Stated task = Write out verbatim the lines of the records below, starting with the line that contains "For the wildlife monitoring study, find the green window" and ending with the line that contains "xmin=6 ymin=196 xmax=19 ymax=206", both lines included.

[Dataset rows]
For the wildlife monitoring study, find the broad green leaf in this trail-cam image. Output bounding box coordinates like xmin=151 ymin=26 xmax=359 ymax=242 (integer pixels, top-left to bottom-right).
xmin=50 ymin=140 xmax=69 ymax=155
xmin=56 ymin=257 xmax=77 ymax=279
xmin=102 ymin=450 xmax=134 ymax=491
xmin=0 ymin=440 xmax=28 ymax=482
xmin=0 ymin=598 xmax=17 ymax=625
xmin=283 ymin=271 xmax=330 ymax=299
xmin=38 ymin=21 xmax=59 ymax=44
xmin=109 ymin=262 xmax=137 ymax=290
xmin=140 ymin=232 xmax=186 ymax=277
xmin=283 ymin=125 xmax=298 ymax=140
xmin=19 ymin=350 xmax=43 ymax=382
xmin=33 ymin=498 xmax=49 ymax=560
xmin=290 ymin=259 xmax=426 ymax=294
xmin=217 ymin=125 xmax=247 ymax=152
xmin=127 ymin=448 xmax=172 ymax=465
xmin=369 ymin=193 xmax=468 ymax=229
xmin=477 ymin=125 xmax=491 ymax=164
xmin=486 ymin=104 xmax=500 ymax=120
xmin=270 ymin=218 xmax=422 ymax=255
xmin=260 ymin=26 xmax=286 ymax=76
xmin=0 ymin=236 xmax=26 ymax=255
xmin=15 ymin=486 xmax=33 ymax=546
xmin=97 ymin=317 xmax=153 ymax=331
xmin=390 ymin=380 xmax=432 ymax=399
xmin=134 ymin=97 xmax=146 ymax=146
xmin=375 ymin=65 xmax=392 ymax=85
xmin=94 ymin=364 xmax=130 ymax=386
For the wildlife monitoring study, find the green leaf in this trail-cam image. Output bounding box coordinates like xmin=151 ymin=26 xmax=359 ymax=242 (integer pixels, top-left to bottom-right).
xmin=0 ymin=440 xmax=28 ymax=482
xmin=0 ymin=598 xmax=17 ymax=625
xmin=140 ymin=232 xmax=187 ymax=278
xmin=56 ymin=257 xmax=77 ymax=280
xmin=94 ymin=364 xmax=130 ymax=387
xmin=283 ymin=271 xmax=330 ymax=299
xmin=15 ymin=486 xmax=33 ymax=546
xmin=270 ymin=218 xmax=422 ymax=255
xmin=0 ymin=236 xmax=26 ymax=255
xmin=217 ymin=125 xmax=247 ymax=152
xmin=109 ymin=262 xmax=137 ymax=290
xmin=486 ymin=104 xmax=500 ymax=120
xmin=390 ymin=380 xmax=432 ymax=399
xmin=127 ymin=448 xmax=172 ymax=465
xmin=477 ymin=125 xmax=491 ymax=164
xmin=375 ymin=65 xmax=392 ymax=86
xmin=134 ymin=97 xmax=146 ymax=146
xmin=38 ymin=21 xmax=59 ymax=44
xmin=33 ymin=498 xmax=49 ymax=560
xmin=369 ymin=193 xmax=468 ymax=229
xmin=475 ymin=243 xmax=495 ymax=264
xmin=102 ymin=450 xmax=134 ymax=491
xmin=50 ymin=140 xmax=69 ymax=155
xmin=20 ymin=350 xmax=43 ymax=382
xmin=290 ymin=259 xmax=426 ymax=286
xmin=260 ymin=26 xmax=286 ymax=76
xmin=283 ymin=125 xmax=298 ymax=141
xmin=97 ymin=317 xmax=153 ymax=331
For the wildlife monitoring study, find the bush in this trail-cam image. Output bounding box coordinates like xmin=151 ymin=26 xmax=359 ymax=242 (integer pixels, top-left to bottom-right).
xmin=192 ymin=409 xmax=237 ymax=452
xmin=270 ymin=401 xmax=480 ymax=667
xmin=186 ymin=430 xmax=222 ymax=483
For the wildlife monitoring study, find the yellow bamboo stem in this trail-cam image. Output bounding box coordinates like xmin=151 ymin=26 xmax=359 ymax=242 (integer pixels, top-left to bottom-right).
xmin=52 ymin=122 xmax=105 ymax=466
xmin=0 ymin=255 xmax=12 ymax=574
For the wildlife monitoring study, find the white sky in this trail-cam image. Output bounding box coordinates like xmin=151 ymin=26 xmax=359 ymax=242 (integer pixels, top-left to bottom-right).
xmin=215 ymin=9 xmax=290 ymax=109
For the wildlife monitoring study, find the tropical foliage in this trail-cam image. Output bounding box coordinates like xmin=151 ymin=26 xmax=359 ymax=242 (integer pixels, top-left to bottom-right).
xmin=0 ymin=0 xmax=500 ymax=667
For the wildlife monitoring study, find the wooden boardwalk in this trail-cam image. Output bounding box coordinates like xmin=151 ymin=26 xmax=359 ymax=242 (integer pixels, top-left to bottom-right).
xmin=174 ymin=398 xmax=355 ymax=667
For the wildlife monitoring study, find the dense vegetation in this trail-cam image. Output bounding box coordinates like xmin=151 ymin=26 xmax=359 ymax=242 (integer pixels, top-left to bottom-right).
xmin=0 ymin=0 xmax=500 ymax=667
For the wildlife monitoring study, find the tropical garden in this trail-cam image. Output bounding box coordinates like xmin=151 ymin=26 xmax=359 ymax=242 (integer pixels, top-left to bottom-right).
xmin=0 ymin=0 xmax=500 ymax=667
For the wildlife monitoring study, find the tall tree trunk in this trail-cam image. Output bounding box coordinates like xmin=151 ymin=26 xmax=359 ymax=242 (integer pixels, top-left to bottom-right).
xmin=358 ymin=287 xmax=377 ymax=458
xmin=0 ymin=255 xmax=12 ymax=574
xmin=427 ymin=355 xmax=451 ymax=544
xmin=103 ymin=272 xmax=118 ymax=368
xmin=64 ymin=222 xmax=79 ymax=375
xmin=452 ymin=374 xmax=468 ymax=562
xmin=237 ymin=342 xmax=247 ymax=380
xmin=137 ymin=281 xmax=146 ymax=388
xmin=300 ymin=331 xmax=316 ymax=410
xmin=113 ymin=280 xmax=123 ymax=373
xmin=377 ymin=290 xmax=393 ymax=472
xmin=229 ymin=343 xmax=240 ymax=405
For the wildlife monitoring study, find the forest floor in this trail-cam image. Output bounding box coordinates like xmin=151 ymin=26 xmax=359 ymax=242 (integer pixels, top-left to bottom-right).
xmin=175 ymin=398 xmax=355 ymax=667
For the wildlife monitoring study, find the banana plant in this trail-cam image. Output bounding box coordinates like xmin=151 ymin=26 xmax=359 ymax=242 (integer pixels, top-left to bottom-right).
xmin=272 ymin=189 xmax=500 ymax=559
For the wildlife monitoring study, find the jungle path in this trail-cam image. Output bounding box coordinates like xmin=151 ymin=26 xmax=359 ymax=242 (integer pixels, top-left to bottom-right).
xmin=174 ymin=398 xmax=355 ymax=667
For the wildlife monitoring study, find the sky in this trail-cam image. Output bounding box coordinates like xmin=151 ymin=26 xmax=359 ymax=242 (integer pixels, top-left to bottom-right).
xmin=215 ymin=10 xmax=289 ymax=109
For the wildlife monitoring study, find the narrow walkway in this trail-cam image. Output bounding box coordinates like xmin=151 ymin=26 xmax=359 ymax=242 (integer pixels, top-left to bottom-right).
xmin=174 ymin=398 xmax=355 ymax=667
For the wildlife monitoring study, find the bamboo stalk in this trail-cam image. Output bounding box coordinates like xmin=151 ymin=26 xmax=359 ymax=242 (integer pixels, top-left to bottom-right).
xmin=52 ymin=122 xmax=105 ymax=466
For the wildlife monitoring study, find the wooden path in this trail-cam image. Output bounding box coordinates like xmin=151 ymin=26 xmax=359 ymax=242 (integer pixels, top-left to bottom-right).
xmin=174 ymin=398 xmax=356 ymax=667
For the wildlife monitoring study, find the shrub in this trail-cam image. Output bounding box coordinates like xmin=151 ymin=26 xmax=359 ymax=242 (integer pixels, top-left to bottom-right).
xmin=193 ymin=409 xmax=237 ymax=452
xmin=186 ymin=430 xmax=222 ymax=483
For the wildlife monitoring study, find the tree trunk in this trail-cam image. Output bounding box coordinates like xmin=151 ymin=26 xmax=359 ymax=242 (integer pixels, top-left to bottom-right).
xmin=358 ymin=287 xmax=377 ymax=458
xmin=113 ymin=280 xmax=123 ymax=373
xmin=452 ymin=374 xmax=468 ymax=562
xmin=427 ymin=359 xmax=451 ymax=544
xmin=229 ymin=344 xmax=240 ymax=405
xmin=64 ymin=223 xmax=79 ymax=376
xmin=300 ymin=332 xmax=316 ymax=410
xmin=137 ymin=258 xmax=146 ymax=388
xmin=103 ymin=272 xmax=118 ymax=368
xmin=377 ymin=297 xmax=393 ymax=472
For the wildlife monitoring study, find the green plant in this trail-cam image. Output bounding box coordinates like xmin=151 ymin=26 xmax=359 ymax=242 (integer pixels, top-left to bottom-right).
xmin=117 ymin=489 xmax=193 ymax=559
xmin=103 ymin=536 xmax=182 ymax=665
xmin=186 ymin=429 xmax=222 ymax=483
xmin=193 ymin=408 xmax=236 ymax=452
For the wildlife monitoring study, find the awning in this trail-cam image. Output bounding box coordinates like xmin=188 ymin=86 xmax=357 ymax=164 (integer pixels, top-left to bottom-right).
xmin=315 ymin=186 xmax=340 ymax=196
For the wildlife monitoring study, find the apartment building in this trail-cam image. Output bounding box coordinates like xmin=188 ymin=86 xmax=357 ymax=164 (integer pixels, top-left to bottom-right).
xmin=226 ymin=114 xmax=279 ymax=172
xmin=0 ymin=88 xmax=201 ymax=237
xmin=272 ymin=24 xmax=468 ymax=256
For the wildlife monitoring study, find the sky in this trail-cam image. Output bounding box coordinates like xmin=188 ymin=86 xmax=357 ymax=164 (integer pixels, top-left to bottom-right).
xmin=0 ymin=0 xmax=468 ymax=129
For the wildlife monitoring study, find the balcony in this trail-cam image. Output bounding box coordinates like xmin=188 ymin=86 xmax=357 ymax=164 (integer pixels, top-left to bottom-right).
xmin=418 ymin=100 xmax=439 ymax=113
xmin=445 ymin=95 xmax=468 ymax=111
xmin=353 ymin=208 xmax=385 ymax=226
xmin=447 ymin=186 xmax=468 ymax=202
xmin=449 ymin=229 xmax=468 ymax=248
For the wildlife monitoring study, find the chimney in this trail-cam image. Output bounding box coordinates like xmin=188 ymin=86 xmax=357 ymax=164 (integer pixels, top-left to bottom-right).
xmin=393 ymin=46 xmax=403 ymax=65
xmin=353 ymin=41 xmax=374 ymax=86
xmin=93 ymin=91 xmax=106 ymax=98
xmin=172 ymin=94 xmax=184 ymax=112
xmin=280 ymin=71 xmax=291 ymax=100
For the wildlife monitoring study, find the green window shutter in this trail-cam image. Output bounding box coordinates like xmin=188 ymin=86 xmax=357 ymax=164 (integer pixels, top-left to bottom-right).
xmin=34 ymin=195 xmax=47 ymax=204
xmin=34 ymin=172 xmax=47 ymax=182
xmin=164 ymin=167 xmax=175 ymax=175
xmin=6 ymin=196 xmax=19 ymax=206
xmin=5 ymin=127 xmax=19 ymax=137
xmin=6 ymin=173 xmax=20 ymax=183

Response =
For the wildlife monitoring study, find the green window shutter in this trail-cam image. Output bounding box coordinates like xmin=188 ymin=86 xmax=357 ymax=164 (integer pixels, top-left to bottom-right).
xmin=34 ymin=195 xmax=47 ymax=204
xmin=34 ymin=172 xmax=47 ymax=182
xmin=164 ymin=167 xmax=175 ymax=175
xmin=6 ymin=196 xmax=19 ymax=206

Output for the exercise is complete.